§ TEXTAUSZUG
* * *

Emigrate: Die musikalische Flucht des Richard Z. Kruspe
Emigrate ist weit mehr als ein Nebenprojekt; es ist das zweite große musikalische Universum, das der Rammstein-Gitarrist Richard Zven Kruspe erschaffen hat. Es repräsentiert eine tief sitzende kreative Notwendigkeit – den Wunsch nach künstlerischer Dominanz, Freiheit und der Erkundung des Gesangs, ein Gegengewicht zu der kollektiven Dynamik von Rammstein. Diese Biografie zeichnet den Weg Kruspes von seinen Wurzeln in der DDR bis zur Realisierung seiner Vision einer multinationalen, kompromisslosen Rockband nach.
Kindheit, Aufwachsen in der DDR und die Ursprünge der Rebellion
Richard Zven Kruspe, geboren am 24. Juni 1967 in Wittenberge in der Deutschen Demokratischen Republik, erlebte eine Kindheit, die von Brüchen und einem tiefen Gefühl der Entfremdung geprägt war. Er wuchs mit zwei älteren Schwestern und einem älteren Bruder auf. Seine Eltern trennten sich früh, und die Beziehung zu seinem Stiefvater gestaltete sich als extrem schwierig und konfliktgeladen. Diese frühen familiären Spannungen führten dazu, dass der junge Richard, den Freunde später auch „Scholle“ nannten, oft von Zuhause weglief, um auf Parkbänken oder bei Freunden Zuflucht zu suchen. Dieses wiederholte Verschwinden machte ihn mehrmals zum Gegenstand polizeilicher Suchaktionen und verankerte in ihm eine tiefe Abneigung gegen Autorität und eine Sehnsucht nach Freiheit, die später die zentrale thematische Achse seiner Musikprojekte bilden sollte.

* * *

§ VORLIEGENDE DATENSÄTZE

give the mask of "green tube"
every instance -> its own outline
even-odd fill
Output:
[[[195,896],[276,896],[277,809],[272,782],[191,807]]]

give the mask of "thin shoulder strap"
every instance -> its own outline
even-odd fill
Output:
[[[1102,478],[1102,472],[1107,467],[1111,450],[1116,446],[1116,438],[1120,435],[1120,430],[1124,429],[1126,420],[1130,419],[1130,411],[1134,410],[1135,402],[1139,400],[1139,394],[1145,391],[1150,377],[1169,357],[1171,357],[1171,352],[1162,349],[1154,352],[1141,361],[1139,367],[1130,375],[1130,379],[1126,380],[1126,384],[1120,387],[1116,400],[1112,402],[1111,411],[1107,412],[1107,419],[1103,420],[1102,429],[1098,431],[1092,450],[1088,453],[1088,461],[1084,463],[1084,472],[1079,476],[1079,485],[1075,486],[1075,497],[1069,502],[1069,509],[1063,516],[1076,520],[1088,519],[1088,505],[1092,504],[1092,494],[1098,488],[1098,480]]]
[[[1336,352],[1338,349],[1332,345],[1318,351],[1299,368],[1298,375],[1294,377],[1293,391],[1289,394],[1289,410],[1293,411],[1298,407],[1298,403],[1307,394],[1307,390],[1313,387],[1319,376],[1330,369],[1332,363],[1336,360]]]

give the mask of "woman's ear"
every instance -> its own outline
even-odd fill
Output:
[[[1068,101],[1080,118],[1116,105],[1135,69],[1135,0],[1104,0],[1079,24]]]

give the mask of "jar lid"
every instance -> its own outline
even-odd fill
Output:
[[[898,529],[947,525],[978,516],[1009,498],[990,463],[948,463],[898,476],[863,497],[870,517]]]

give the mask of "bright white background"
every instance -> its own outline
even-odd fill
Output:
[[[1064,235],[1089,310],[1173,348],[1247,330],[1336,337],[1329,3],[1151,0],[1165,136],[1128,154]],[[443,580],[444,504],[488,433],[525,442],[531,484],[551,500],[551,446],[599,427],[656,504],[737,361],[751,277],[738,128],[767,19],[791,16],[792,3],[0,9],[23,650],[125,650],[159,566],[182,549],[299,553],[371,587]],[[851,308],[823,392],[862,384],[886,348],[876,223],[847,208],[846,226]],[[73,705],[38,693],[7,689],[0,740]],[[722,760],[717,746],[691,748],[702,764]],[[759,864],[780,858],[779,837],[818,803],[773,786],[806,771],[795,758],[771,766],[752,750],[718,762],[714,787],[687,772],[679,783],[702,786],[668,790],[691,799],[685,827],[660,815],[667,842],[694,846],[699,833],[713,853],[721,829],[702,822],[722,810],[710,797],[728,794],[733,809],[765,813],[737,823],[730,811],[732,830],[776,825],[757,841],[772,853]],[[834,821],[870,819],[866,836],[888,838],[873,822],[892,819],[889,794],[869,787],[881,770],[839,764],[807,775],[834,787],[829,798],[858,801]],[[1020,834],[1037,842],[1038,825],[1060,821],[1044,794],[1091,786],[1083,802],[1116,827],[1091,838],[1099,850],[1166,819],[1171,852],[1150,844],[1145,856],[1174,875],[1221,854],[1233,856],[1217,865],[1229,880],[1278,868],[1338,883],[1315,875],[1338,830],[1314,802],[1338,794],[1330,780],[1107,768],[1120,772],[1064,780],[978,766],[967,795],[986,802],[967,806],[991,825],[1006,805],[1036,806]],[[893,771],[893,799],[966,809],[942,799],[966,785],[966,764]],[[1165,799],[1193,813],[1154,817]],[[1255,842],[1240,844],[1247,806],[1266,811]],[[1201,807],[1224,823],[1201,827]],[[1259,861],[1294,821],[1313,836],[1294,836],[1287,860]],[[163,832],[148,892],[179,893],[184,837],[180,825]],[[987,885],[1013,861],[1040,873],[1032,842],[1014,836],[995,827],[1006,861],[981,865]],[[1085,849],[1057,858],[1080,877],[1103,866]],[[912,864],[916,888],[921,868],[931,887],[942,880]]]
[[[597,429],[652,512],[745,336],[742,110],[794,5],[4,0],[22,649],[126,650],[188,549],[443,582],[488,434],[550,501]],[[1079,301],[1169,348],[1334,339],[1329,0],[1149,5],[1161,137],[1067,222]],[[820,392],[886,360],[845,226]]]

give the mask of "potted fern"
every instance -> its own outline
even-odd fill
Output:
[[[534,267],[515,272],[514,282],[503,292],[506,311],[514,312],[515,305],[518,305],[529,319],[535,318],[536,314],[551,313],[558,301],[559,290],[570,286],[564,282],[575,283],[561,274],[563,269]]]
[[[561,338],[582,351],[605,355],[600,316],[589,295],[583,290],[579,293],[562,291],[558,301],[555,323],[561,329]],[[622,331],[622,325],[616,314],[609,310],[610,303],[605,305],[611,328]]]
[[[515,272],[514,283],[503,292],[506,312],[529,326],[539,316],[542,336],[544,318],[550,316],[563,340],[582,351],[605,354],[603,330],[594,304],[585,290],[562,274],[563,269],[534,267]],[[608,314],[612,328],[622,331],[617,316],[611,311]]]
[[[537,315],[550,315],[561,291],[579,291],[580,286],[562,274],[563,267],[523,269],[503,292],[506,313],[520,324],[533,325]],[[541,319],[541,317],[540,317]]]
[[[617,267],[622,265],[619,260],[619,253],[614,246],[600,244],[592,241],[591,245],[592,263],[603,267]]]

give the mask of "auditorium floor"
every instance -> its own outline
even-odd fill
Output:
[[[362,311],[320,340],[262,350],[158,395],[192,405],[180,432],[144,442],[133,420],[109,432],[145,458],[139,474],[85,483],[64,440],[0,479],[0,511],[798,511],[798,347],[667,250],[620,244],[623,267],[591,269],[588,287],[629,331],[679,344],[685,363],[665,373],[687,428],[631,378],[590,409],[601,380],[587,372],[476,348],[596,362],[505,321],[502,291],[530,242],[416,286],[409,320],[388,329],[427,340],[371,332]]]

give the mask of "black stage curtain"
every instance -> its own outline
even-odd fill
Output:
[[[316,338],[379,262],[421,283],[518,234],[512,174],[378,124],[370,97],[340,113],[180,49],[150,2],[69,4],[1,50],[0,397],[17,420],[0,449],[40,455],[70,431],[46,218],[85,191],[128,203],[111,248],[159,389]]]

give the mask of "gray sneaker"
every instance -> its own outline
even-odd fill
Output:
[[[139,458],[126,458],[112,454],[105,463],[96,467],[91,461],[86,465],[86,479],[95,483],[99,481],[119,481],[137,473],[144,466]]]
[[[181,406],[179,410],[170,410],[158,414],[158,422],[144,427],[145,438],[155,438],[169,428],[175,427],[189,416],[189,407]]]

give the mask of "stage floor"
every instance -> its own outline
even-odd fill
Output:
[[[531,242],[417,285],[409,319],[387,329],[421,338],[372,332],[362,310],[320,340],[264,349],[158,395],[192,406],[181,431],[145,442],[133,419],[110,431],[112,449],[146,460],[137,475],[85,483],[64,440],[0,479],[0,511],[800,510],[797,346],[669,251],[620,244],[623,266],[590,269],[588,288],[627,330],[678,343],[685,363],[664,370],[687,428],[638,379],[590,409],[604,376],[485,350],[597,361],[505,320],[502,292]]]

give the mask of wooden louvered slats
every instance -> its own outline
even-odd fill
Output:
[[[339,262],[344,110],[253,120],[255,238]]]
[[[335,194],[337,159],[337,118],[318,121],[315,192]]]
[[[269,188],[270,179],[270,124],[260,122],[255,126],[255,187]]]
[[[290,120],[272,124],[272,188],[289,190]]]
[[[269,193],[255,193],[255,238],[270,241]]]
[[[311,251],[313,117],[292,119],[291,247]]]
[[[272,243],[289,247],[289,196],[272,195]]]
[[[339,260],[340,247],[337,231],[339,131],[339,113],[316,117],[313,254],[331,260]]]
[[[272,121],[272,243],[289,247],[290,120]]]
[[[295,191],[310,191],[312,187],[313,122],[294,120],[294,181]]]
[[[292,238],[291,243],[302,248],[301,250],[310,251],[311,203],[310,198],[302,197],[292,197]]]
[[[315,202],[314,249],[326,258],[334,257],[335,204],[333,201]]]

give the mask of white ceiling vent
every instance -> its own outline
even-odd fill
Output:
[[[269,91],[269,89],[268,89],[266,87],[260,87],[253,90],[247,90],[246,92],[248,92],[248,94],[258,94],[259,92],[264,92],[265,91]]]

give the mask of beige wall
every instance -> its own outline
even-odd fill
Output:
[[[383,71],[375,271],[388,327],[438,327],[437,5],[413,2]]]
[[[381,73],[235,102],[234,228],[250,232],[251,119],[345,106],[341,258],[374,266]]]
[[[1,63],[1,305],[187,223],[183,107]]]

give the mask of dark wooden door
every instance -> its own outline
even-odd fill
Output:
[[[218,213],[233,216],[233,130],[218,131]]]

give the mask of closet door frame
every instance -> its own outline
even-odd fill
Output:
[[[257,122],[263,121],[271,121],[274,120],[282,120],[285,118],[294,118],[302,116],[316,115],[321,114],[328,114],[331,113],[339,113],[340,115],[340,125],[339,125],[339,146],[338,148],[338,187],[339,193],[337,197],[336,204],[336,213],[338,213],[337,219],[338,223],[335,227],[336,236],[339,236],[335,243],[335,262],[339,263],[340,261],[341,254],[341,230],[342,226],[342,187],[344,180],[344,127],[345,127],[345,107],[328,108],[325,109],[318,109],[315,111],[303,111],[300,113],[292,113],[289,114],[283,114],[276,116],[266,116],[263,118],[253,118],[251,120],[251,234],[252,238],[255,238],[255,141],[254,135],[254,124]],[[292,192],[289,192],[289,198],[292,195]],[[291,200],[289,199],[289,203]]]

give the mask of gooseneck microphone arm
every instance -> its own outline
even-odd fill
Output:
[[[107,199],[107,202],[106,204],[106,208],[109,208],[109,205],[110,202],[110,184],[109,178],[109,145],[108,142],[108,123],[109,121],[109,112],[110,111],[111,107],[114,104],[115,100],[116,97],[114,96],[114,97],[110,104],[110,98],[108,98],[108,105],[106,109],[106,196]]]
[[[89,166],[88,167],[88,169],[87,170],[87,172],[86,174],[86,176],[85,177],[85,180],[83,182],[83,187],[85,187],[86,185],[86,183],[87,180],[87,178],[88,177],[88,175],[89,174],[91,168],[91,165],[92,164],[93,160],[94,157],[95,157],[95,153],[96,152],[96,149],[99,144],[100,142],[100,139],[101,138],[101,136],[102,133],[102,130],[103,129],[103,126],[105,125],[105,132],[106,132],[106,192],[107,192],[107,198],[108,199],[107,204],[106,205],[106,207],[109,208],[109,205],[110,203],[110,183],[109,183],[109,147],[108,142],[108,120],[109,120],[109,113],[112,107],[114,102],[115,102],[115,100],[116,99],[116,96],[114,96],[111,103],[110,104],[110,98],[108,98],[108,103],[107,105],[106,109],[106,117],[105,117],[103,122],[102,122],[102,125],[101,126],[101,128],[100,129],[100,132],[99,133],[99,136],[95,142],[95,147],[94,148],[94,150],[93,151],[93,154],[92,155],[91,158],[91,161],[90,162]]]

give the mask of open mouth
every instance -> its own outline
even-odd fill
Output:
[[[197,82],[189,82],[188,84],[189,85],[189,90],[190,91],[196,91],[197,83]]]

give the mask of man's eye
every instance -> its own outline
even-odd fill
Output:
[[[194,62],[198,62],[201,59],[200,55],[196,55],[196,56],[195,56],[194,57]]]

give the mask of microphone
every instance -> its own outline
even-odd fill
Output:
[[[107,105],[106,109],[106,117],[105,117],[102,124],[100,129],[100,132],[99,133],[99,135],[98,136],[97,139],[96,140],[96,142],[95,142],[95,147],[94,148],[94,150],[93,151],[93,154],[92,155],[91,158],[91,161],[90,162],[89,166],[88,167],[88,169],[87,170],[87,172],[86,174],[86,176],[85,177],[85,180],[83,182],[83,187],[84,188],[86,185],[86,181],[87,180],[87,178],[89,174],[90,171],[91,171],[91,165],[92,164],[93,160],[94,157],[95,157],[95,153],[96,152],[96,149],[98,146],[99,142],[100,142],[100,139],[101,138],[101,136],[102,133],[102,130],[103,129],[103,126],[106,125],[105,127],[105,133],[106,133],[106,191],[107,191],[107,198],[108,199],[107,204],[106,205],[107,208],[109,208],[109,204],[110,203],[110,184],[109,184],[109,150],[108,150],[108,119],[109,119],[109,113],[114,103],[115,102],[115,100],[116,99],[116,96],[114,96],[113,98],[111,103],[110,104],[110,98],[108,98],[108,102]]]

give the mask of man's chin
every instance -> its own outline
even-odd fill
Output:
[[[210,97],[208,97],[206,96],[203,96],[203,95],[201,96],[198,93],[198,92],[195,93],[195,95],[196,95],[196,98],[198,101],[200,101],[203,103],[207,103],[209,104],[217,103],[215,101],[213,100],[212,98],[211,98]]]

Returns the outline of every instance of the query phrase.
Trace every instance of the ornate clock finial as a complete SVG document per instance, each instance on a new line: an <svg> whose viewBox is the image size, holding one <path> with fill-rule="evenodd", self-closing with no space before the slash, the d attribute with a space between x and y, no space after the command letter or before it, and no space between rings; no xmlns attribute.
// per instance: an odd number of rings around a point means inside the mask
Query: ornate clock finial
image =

* * *

§ ARBEITSAUFTRAG
a) Zählen Sie alles auf, worauf sich laut dem Textauszug der Wunsch richtet, den Emigrate repräsentiert.
b) Bearbeiten Sie den Textauszug, indem Sie die Passage von „Emigrate: Die musikalische“ bis einschließlich „kompromisslosen Rockband nach.“ erneut wiedergeben und darin „Nebenprojekt“ durch „Seitenprojekt“ ersetzen.

§ LÖSUNGEN
a) künstlerische Dominanz; Freiheit; die Erkundung des Gesangs

b)
Emigrate: Die musikalische Flucht des Richard Z. Kruspe
Emigrate ist weit mehr als ein Seitenprojekt; es ist das zweite große musikalische Universum, das der Rammstein-Gitarrist Richard Zven Kruspe erschaffen hat. Es repräsentiert eine tief sitzende kreative Notwendigkeit – den Wunsch nach künstlerischer Dominanz, Freiheit und der Erkundung des Gesangs, ein Gegengewicht zu der kollektiven Dynamik von Rammstein. Diese Biografie zeichnet den Weg Kruspes von seinen Wurzeln in der DDR bis zur Realisierung seiner Vision einer multinationalen, kompromisslosen Rockband nach.